═══ Input rows

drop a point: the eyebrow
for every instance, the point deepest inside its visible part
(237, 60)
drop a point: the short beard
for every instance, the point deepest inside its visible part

══════

▸ **Request**: Reproduce every line of the material above without any changes.

▸ **Correct response**:
drop a point: the eyebrow
for every instance, the point deepest inside its visible part
(237, 60)
drop a point: the short beard
for every instance, the point deepest inside its visible part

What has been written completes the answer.